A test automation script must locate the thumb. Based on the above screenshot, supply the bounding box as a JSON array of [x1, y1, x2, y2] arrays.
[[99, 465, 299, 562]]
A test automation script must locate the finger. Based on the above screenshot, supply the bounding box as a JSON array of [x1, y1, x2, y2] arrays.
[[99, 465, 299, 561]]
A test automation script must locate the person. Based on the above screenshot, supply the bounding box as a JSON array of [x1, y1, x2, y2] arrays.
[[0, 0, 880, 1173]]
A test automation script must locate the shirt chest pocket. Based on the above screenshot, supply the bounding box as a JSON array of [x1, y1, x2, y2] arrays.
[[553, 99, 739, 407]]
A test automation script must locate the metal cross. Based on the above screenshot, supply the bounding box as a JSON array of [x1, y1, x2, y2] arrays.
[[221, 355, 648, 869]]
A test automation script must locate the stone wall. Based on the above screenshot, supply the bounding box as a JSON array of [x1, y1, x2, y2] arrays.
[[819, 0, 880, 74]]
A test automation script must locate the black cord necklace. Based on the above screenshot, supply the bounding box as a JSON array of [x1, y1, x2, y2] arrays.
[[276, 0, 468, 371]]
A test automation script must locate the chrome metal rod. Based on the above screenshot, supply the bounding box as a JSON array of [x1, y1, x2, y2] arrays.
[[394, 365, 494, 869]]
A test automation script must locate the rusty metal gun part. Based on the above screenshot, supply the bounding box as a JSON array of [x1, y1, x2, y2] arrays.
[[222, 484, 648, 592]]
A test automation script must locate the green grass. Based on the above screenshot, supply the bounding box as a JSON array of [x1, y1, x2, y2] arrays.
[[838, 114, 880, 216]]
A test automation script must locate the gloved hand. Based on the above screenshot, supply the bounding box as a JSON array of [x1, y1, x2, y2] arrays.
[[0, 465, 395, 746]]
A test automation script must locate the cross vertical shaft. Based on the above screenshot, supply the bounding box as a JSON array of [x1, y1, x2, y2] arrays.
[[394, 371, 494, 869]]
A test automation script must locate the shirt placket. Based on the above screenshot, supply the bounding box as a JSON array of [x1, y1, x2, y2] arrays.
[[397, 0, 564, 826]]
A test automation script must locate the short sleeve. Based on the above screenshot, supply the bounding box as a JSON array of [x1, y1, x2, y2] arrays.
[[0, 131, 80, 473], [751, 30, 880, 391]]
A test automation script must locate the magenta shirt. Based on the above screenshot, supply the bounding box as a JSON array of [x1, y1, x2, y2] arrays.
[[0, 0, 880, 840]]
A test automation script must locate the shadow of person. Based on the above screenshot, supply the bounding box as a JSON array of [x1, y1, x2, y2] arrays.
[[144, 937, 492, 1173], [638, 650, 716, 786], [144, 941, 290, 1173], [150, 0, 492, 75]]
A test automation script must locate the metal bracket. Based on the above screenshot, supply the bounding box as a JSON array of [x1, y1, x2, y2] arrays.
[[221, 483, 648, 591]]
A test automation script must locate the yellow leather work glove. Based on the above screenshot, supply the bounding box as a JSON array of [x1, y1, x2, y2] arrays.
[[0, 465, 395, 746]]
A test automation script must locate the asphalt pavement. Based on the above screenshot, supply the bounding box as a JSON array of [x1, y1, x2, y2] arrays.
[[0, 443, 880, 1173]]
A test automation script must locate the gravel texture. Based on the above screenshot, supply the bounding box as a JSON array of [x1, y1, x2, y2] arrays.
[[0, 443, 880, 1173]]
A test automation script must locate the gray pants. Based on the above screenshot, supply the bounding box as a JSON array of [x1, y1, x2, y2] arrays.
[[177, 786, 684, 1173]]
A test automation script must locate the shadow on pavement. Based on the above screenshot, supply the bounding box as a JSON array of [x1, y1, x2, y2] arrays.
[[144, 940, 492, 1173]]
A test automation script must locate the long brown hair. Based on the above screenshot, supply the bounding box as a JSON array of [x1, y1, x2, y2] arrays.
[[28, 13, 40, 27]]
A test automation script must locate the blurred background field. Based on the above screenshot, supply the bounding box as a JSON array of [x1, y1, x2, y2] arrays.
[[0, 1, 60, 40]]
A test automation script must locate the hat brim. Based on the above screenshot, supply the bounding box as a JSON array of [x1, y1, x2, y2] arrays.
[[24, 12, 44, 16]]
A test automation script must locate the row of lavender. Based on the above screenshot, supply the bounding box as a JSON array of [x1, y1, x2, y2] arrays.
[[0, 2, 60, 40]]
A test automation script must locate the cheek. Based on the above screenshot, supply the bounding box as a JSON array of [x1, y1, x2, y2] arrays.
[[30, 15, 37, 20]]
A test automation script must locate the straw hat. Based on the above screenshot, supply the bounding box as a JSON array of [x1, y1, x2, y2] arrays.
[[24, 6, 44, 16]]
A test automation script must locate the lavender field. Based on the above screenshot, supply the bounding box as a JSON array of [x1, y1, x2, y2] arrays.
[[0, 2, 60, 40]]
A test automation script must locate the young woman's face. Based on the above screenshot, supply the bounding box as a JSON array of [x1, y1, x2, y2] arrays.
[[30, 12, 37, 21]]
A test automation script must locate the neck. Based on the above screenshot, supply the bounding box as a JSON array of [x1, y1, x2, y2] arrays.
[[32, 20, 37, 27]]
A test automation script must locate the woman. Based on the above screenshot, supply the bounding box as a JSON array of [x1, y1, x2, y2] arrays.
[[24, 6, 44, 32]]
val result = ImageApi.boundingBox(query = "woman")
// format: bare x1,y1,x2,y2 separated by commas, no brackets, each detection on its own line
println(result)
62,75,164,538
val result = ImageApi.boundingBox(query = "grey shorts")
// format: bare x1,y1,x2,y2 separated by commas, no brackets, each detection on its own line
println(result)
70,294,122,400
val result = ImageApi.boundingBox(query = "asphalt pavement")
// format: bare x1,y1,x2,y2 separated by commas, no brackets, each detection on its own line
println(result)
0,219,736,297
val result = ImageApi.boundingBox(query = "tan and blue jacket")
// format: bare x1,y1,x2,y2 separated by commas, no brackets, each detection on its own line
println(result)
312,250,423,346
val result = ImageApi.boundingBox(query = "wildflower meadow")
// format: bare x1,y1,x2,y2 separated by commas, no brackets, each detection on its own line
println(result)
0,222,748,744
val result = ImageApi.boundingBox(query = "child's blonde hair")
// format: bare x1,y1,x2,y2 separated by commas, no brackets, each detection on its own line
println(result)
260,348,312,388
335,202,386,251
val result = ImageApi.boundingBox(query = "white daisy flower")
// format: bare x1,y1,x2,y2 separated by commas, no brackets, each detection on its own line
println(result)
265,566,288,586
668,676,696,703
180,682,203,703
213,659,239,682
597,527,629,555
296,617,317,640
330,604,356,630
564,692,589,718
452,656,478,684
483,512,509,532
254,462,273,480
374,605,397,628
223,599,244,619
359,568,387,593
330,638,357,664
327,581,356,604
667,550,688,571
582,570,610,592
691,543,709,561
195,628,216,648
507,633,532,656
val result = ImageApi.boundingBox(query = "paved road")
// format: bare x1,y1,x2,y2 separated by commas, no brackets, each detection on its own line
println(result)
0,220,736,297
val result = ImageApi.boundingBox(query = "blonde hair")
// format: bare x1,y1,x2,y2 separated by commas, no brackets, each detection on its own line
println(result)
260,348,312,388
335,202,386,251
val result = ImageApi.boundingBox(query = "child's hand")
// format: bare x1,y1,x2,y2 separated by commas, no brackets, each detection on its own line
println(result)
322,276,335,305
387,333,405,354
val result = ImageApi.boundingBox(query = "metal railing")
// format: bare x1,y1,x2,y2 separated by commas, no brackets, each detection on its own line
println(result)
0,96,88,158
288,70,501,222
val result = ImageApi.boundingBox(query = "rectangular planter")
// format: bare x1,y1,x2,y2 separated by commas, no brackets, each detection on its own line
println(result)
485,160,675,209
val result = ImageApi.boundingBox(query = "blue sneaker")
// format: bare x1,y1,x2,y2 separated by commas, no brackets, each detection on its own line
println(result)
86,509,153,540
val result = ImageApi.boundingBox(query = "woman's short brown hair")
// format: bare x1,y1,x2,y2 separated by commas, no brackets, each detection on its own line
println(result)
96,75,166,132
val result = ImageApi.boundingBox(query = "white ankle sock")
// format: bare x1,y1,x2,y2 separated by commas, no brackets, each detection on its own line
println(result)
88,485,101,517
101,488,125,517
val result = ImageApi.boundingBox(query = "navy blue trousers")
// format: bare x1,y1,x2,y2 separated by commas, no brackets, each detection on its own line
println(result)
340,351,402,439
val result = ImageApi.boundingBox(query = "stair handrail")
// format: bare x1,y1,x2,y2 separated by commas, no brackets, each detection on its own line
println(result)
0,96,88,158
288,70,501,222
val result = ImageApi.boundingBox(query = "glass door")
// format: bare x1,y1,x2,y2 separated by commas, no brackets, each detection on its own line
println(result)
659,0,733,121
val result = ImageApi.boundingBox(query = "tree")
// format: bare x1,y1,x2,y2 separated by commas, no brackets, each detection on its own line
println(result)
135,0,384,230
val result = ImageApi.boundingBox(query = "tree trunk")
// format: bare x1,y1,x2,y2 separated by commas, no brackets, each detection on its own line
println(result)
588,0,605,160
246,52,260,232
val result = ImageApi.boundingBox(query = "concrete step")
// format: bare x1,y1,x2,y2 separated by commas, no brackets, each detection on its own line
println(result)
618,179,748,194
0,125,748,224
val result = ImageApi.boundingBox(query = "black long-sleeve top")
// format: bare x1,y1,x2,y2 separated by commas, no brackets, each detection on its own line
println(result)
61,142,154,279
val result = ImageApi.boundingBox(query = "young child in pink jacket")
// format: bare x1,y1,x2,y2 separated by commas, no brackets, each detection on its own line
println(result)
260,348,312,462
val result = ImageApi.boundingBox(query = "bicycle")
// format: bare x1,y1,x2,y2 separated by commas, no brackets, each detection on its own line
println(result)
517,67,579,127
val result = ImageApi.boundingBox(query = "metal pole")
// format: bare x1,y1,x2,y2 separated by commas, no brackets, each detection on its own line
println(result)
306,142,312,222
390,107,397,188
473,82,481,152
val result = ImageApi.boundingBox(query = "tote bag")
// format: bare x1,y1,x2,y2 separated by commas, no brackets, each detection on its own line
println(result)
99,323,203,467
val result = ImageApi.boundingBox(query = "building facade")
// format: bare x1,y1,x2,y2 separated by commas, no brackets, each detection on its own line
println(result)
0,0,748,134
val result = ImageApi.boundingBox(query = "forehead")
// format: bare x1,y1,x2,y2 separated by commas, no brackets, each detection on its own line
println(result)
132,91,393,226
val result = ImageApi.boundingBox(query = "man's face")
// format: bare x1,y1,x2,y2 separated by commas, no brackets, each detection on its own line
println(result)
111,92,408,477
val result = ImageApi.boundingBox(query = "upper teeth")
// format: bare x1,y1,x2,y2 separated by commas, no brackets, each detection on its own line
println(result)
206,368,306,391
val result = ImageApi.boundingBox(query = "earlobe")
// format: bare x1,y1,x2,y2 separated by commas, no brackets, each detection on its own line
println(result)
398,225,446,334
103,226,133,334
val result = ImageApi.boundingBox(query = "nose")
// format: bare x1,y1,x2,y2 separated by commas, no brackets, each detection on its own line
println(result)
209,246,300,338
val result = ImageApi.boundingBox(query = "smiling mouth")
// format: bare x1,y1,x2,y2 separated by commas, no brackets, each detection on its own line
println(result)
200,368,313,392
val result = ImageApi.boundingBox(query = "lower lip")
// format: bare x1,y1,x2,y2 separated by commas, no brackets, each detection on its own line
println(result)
★ ★ ★
__AIM__
Copy out the lines of the records exactly, beginning at the line that contains "A test automation script must locate the chrome" and ending after the line that contains "[[222, 484, 648, 592]]".

__WRITTEN ANSWER__
A test automation script must locate the chrome metal rod. Based on the above screenshot, supply the bounding box as a JSON array of [x1, y1, x2, y2] arrays.
[[394, 365, 494, 869]]
A test automation script must locate the rusty metal gun part. Based on the above screenshot, supply the bounding box as a JSON array of [x1, y1, x2, y2] arrays.
[[222, 484, 648, 592]]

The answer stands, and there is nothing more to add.